→ **Source**
Twin-prime averages Sorry if this is trivial!
Consider the set 3, 6, 9, 15, 21, 30, 36, 51, 54, 69, 
These are all such that $2x-1$ and $2x+1$ are both prime.
Why are they all divisible by 3?
And if say $yx-1$ and $yx+1$ are both prime (i.e. generated by the twin-prime-averages that are divisible by $y$), then do all these $x$'s have a common divisor?
Why?
 A: All primes are of the form $6k \pm 1$ (except $2$ and $3$) i.e. $2(3k) \pm 1$. No prime can be of the form $6k+3$ (except $3$) since $3 \mid 6k+3$. So twin primes will always be of the form $(6k-1, 6k+1)$.
Hence, if we have twin primes $(2x-1,2x+1)$, then they should also be of the form $(6k-1,6k+1)$ and hence $3$ divides $x$
A: Since one of every three consecutive natural numbers is divisible by $3$ and $2x-1$ and $2x+1$ being prime(not divisible by $3$ except trivial case when one of them is $3( x=1)$) $\implies 2x$ is divisible by $3$ and since $3\not|$ $ 2\implies 3$ divides $x$ 
For part 2, Number between twin primes is always a multiple of $6$, so if you take twin primes of the form $3x-1$ and $3x+1$, then, $2$ surely divides $x$; but in general for $yx-1$ and $yx+1$ as prime, i think there is very little chance of having a common factor of all the $x'$s 
A: Let $p$ be an integer greater than 3, and consider the remainder when you divide $p$ by 6.  If the remainder is 0, 2 or 4, then $p$ is divisible by 2, and so isn't prime; if the remainder is 3, then $p$ is divisible by 3, and so isn't prime.

→ **Exercise aim**
Extend the twin-prime thread past its last sentence. The records have nothing to do with this.

→ **Record excerpts**
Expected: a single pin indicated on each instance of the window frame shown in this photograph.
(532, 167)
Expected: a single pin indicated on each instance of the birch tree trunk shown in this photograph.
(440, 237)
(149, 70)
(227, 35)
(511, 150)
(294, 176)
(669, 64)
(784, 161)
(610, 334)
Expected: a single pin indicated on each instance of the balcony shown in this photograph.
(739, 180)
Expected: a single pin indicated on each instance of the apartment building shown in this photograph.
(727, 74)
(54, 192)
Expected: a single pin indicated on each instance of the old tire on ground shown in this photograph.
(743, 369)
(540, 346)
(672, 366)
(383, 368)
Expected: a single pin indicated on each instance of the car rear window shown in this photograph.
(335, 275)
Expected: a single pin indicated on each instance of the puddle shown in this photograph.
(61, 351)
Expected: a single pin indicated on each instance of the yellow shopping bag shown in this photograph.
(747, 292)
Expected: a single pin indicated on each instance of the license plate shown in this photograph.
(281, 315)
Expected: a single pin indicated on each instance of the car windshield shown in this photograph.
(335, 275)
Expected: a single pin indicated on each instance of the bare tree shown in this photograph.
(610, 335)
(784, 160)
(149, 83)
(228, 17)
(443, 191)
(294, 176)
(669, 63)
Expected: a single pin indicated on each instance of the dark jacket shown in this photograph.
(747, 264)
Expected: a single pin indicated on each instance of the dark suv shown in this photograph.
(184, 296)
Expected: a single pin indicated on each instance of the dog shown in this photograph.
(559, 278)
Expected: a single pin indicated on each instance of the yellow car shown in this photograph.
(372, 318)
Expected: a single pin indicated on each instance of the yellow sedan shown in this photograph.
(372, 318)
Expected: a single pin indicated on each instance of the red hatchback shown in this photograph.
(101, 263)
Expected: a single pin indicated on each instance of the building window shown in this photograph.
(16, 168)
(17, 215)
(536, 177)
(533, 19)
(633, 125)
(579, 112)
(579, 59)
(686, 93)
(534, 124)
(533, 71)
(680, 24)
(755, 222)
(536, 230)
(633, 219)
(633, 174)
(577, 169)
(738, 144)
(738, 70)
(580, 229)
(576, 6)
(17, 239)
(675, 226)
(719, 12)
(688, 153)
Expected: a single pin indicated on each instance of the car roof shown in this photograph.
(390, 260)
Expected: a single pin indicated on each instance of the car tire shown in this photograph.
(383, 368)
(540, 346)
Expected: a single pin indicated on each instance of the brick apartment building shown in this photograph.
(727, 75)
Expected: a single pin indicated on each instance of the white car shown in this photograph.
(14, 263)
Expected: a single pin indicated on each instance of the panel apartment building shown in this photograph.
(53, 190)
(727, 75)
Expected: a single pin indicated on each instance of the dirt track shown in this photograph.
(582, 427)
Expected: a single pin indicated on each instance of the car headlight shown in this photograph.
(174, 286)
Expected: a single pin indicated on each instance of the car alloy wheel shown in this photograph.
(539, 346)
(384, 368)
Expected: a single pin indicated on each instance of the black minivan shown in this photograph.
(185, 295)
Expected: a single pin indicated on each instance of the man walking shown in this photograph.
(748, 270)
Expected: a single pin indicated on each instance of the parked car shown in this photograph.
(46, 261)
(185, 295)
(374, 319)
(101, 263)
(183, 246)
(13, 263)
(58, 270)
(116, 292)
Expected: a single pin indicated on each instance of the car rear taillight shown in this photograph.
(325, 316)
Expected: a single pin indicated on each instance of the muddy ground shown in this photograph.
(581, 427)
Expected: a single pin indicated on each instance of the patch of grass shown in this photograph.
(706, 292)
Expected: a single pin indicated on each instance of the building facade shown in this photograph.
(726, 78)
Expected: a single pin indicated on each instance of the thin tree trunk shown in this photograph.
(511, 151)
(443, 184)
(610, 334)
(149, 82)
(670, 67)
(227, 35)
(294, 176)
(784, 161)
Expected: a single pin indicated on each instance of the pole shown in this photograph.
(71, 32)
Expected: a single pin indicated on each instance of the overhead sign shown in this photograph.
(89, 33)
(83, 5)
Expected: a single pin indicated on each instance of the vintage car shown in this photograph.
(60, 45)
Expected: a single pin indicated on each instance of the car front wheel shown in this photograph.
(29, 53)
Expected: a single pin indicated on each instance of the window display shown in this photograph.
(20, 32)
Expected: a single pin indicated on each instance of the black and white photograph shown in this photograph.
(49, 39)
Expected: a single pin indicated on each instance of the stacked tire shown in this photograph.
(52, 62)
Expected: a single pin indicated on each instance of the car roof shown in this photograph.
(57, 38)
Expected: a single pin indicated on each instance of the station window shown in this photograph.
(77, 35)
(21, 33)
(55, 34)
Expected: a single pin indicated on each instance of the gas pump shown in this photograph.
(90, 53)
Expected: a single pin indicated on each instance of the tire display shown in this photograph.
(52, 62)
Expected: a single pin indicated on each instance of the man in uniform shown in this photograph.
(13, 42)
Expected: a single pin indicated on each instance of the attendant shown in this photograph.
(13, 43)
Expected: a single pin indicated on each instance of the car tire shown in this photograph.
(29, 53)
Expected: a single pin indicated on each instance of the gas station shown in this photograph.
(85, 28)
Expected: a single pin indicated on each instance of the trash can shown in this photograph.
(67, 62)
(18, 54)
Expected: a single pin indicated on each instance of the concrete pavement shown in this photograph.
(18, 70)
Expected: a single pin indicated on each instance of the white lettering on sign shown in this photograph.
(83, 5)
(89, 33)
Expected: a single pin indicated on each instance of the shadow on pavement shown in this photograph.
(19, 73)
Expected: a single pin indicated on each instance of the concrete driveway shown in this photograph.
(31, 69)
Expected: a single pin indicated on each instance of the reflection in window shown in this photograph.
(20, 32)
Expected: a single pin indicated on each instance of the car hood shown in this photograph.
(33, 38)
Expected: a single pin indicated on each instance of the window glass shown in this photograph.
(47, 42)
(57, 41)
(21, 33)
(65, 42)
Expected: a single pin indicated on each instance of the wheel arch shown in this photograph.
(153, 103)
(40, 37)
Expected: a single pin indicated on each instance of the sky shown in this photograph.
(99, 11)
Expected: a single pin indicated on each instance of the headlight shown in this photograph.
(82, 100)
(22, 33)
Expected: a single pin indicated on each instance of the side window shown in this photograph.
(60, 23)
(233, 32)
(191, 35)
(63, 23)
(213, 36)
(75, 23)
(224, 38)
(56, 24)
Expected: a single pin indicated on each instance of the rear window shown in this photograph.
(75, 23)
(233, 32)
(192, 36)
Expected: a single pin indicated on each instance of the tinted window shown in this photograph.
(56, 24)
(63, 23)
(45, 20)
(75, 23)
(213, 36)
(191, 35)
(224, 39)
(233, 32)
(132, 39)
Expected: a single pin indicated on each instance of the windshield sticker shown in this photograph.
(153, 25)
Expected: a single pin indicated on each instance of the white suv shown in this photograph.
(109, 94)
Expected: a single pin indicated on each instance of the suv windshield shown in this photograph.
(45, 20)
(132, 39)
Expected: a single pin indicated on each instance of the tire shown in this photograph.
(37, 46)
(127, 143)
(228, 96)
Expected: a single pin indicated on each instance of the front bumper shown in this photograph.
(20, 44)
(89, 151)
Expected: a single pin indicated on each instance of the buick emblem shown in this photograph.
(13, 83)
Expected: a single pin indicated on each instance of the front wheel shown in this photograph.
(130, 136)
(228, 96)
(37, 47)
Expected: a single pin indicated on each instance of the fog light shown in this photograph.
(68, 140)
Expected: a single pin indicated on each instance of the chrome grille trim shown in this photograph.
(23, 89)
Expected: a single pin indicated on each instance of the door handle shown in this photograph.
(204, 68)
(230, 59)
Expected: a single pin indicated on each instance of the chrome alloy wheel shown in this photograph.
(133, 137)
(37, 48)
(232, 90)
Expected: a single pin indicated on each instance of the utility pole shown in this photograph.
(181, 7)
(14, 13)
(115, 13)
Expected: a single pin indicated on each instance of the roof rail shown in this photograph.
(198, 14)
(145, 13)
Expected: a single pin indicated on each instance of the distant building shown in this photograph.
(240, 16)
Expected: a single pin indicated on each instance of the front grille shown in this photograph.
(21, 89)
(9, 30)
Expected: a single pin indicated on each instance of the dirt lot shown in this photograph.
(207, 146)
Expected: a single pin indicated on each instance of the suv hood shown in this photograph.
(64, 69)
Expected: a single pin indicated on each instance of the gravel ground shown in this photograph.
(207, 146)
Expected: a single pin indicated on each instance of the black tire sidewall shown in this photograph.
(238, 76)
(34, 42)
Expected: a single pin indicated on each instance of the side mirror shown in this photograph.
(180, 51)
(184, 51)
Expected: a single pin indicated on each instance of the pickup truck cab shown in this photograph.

→ **Response**
Therefore, if $p$ is prime, it must have a remainder of 1 or 5 when divided by 6.
If $p$ and $q$ are primes with $q=p+2$, the only way to arrange the remainders is for $p$ to have a remainder of 5 and $q$ to have a remainder of 1 when divided by 6; then $p$ must have the form $6k-1$  (remainder of 5) and $q$ the form $6k+1$ (remainder of 1).
You are considering $x$ such that $2x-1 = p$ and $2x+1 = q$, so therefore $z=3k$, and that is your answer.
A: If $2x=3z \pm 1, (2x-1)(2x+1)=(2x)^2-1=(3z\pm 1)^2-1=3(3z^2\pm 2z)$ which is clearly divisible by $3$.
If $2x-1>3,$ so is $2x+1$, then at least one of them is divisible by $3$, hence is not prime.
Regarding the 2nd question, the average of $yx_1-1,yx_1+1$ is $yx_1$
and the average of $yx_2-1,yx_2+1$ is $yx_2$ where $x_1,x_2$ are integers.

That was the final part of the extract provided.